:: RECORDS FOR PROCESSING ::
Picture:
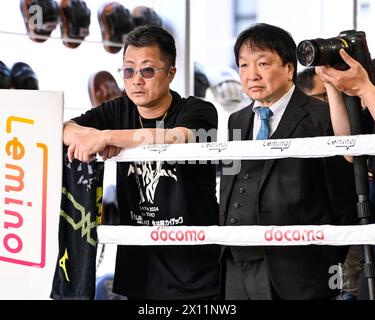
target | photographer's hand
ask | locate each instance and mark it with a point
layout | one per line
(353, 82)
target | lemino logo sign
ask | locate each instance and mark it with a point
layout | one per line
(23, 193)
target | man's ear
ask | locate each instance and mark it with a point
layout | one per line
(171, 73)
(290, 67)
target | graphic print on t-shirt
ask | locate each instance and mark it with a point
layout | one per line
(147, 176)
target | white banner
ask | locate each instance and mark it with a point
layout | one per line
(251, 150)
(239, 235)
(30, 190)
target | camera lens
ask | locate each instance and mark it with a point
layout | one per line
(319, 52)
(307, 53)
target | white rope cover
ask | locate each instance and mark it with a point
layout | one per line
(251, 150)
(245, 235)
(238, 236)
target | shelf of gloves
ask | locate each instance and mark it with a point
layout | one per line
(41, 17)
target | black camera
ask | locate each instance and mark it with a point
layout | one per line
(318, 52)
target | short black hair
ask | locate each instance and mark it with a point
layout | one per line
(305, 78)
(268, 37)
(149, 35)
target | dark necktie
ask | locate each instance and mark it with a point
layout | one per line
(265, 113)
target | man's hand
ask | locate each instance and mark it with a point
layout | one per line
(109, 152)
(353, 81)
(86, 144)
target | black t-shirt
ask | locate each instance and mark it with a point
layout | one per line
(155, 193)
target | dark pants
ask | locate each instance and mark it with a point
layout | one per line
(247, 280)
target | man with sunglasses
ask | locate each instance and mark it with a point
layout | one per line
(154, 193)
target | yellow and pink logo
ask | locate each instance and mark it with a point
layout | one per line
(23, 202)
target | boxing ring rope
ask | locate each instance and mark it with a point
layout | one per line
(169, 234)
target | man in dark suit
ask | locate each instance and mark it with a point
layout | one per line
(289, 191)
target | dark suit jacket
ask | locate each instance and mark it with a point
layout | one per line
(296, 191)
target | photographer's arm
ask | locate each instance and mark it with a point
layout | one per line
(337, 109)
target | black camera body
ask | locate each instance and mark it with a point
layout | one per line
(318, 52)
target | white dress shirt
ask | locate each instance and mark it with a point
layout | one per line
(277, 109)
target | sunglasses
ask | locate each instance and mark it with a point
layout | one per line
(146, 72)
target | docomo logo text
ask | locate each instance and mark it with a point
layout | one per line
(275, 234)
(167, 234)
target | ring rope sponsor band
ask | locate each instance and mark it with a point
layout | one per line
(252, 150)
(245, 235)
(238, 235)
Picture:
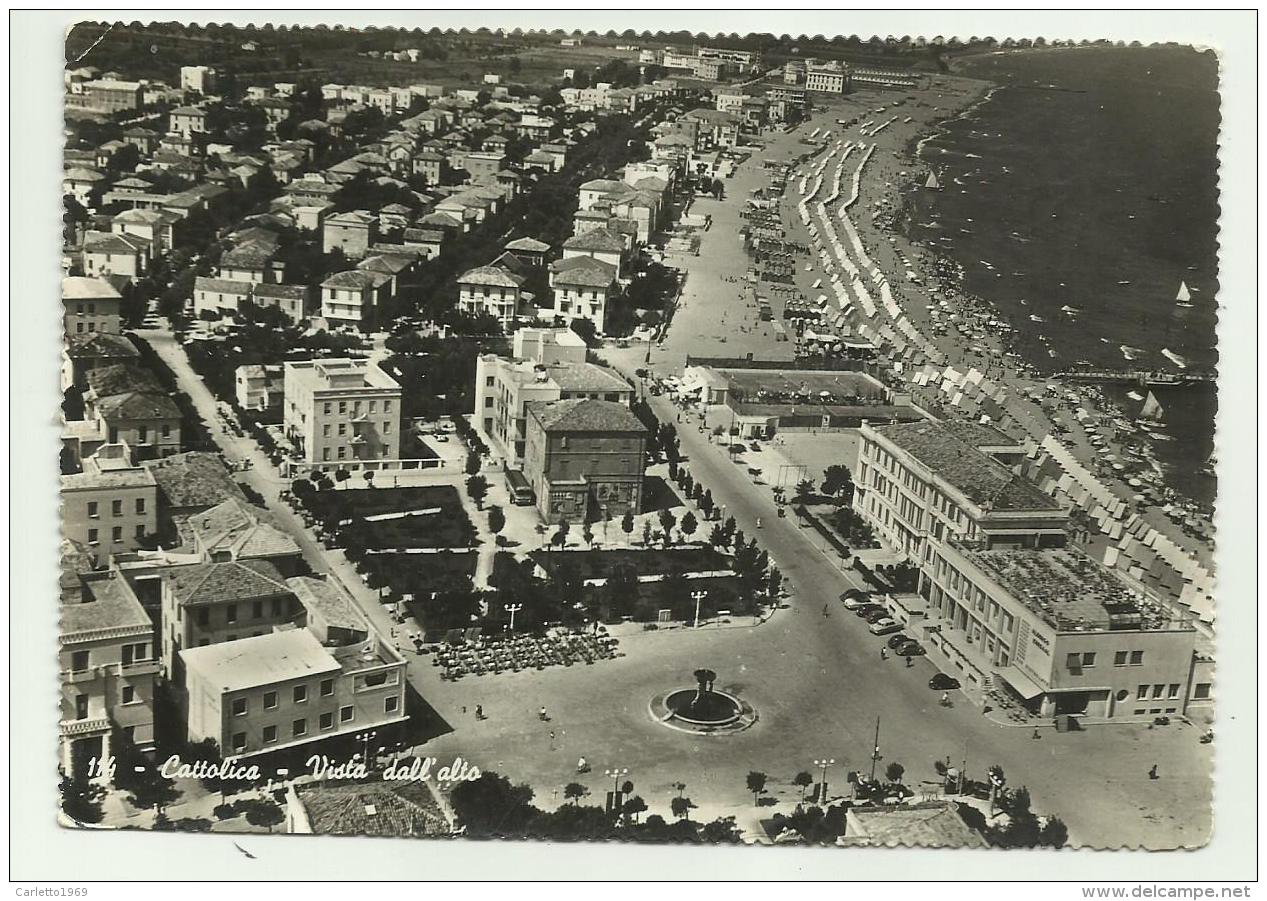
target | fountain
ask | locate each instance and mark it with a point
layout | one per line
(702, 709)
:::
(PROMPT) Write out the listing again, starting at the line containing "target | photographer's arm" and ending at the last line of the listing, with every request kept. Multiply each point coordinate by 2.05, round it to a whole number with halves rounded up, and leave the pictures out.

(ANSWER FOR THIS EXERCISE)
target | photographer's arm
ask | locate each instance and mark it with a point
layout | one per line
(691, 223)
target | black camera body
ask | locate each instance and mark it with a point
layout | one per line
(652, 107)
target | white dress shirt
ask | locate each instance and mark it with a point
layout | one per line
(568, 223)
target | sunglasses
ask | locate each instance and mark it with a point
layout | one per line
(299, 148)
target | docomo logo text
ask | locate each instance and mark it with a point
layout | one per line
(564, 480)
(342, 480)
target | ring rope sponsor band
ask | locate each instance and mark it with a point
layout | one per line
(517, 308)
(502, 482)
(488, 482)
Picture:
target | fountain
ask | locate each instance and mark it with a point
layout | one per line
(1439, 1453)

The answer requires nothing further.